### INSTRUÇÃO A
Segundo o texto sobre a marcha pelo Charlie Hebdo, quantas pessoas foram assassinadas na redação do jornal?
### INSTRUÇÃO B
Copie do texto sobre a marcha pelo Charlie Hebdo o trecho que vai de "A MARCHA PELO" até "atenções do mundo.", inclusive.
### INSTRUÇÃO C
Prossiga o texto sobre a marcha pelo Charlie Hebdo a partir do ponto em que ele termina.

### TEXTO APRESENTADO
================

A MARCHA PELO CHARLIE HEBDO E O CARÁTER (OU FALTA DELE) FRANCÊS
Carlos Augusto Bissón
Nesta semana, vimos, inegavelmente, um espetáculo de mídia memorável. O “Je suis Charlie”, ou o seu oposto “Je ne suis pas Charlie”,se espalhou em escala global, dividindo opiniões. O curioso e o bizarro do assassinato de 12 pessoas (jornalistas e policiais) na redação do jornal humorístico Charlie Hebdo é que esse acontecimento colocou a França no lugar em que ela, arrogantemente, acha que merece estar: no centro das atenções do mundo.
O que me pergunto, porém, é qual é o percentual de pessoas, entre esses alegados um milhão e meio de manifestantes reunidos hoje (11/01) em Paris em protesto pelo massacre, que têm uma posição se não generosa, pelo menos tolerante à presença de quatro milhões de muçulmanos em território francês. Pois, ainda que o governo e a imprensa digam, protocolarmente, que os autores do atentado não representam os preceitos do islamismo (e não representam mesmo), o fato é que a burca e o véu estão proibidos em lugares públicos na França. A hostilidade do francês médio contra os muçulmanos, mesmo que eles façam parte da imensa maioria não fanática e extremista, é, sabidamente, grande. E o que vcs acham que significa o fato de que parte dos manifestantes deste domingo cantou a Marselhesa ? Um chamado à união nacional ou a exaltação da guerra contra os “invasores”?
Como a maioria dos países latinos e católicos, e em grau muito mais exacerbado, diga-se, a França sempre teve uma enorme resistência em conviver com a diferenciação cultural e religiosa. Historicamente, o entendimento de “integração” francês passa, necessariamente, pela adesão subserviente da minoria discordante ou a sua expulsão e extermínio, não pela convivência entre contrários. No século XVI, o protestantismo foi combatido no país a ferro e fogo, incluindo-se ao o assassinato de 40 mil pessoas (Noite de São Bartolomeu).Sim, houve uma revolução lá em 1789 que papagaiou para o mundo os ideais de “liberdade, igualdade e fraternidade”, mas é de se questionar, o quanto destes valores são experimentados e praticados pelo grosso dos franceses ontem e hoje. Apesar de ser a nação onde se criou o conceito de esquerda na política, de defesa da liberdade e dos oprimidos, há inúmeros exemplos de que a França é xenófoba e intolerante, coisa que o ex-embaixador Marcos Azambuja sugere, mas não diz com todas as letras, em sua entrevista publicada hoje (11/01) em Zero Hora.

================

### DADOS FORNECIDOS
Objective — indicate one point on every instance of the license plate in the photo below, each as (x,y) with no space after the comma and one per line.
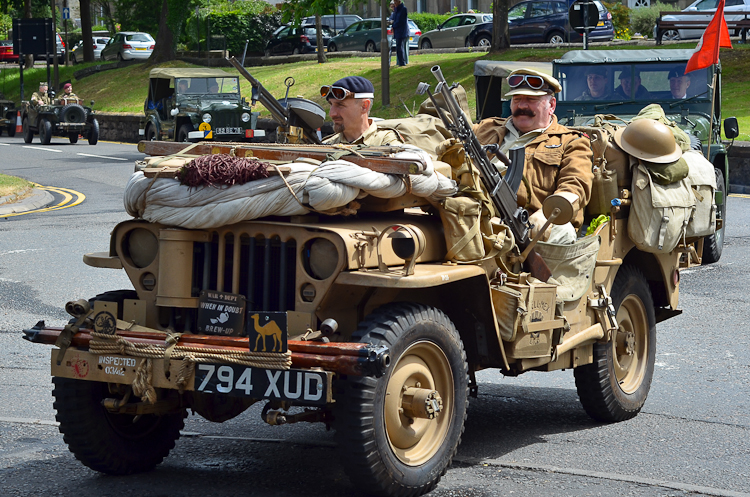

================

### RESPOSTA FINAL A
Doze pessoas, entre jornalistas e policiais.

### RESPOSTA FINAL B
A MARCHA PELO CHARLIE HEBDO E O CARÁTER (OU FALTA DELE) FRANCÊS
Carlos Augusto Bissón
Nesta semana, vimos, inegavelmente, um espetáculo de mídia memorável. O “Je suis Charlie”, ou o seu oposto “Je ne suis pas Charlie”,se espalhou em escala global, dividindo opiniões. O curioso e o bizarro do assassinato de 12 pessoas (jornalistas e policiais) na redação do jornal humorístico Charlie Hebdo é que esse acontecimento colocou a França no lugar em que ela, arrogantemente, acha que merece estar: no centro das atenções do mundo.

### RESPOSTA FINAL C
A França é, na verdade, “bonitinha, mas ordinária”. Todos nós amamos aqueles esplendores culturais e gastronômicos, mas levar a sério o que os franceses mostram de si mesmos é falta de simancol. Exagero ? Hoje, os governanates de Israel e França, Benjamin Netanyahu e François Hollande, estiveram na Grande Sinagoga de Paris para homenagear os mortos do Charlie e do mercado kosher. Parece que alguém andou dizendo, antes ou durante a cerimônia, “que a França não é a França sem os judeus”. Puxa, essa deve ser uma ideia “nova” por lá, pois o antisemitismo é prata da casa. Houve o famoso Caso Dreyfuss. Há evidências mais do que suficientes de que, durante a ocupação alemã na II Guerra, o Governo de Vichy entregou até crianças judias para a Gestapo– sem que os nazistas pedissem tal coisa. Filmes americanos como “Casablanca” venderam a fantasia do que a maioria dos franceses era antinazista. Na verdade, era indiferente à presença dos alemães ou abertamente colaboracionista. O que se chamava de “Resistência” nada mais era do que os comunistas e direitistas isolados, como Charles De Gaulle.
E, do pouco que pude ver do que o Charlie Hebdo publica, o trabalho daqueles velhinhos bobos usava uma linguagem despudorada, chula e desrespeitosa (aquela estrela no ânus Maomé é de lascar) que nada mais fazia do que reforçar preconceitos rasteiros e o etnocentrismo francês. Ou seja, aquilo que se chama de direita. Sim, o Charlie também ataca o Catolicismo como instituição, mas seus petardos contra os árabes e o islamismo são, digamos assim, muito mais devastadores, sobretudo em função da precária condição social destes últimos na França.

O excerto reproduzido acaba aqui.